** Objective 1 **
Answer these questions from the Norfolk Southern article, giving each answer on its own line marked (a), (b) or (c).
(a) According to analysts, what will Norfolk Southern have to prove to win over skeptical investors?
(b) What does Norfolk Southern plan to do with its train crew levels during downturns?
(c) What has Wall Street traditionally expected railroads to do as traffic declines during a recession?
** Objective 2 **
Resume the Norfolk Southern article after its last sentence and continue it.

ATLANTA — The strategy shift that Norfolk Southern announced yesterday — focusing on providing consistent service and volume growth rather than on costs and the operating ratio — received a generally positive reception from Wall Street analysts.

But they also said that to win over skeptical investors NS will have to prove that it can restore service to 2019 levels — and then keep it there.

To break the cycle of railroad service problems that occur every few years, NS will maintain its train crew levels during downturns, CEO Alan Shaw said during the railroad’s investor day on Tuesday. As a result, NS will be able to handle volume rebounds, prevent disruptions, and provide resilient service that will convince shippers to build their supply chains around rail, Shaw says.

Wall Street has traditionally expected railroads to cut costs and shed workers as traffic declines during a recession. Recently, however, some analysts have begun asking how railroads can become more resilient in the wake of widespread service problems related to crew shortages at the big four U.S. railroads.

Maintaining crew levels will create a short-term hit to profits during downturns, Shaw says, but will allow NS to provide consistent service and gain volume, boost revenue, and increase profits over the long term.

** Available data **
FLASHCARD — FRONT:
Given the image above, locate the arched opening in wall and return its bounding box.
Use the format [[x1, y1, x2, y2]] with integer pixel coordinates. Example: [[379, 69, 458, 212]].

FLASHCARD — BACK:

** Right answer 1 **
(a) That it can restore service to 2019 levels and then keep it there.
(b) Maintain them.
(c) Cut costs and shed workers.

** Right answer 2 **
“We agree with the strategy to invest in resiliency and service to drive growth and believe CEO Alan Shaw has a real opportunity to drive culture change that benefits … investors over time,” Susquehanna Financial Group analyst Bascome Majors wrote in a note to clients.

Baird Equity Research analyst Garrett Holland noted that NS’s train crew approach will hurt profit margins during downturns. “The cumulative benefits (examples: more robust volume recovery, lower turnover/training costs, reliable service) outweigh the short-term impacts,” he wrote.

“We completely endorse this approach even if investors who historically have relied on rails for earnings stability in a recession may raise an eyebrow,” Morgan Stanley analyst Ravi Shanker wrote in a note to clients.

“This is a pivot we believe is needed,” BMO Capital Markets analyst Fadi Chamoun wrote, noting that railroad earnings are becoming more dependent on volume growth.

“The medium term volume growth opportunity has the potential to be attractive and, more importantly, is better than the stagnant growth alternative that could bring a negative regulatory response,” Chamoun wrote.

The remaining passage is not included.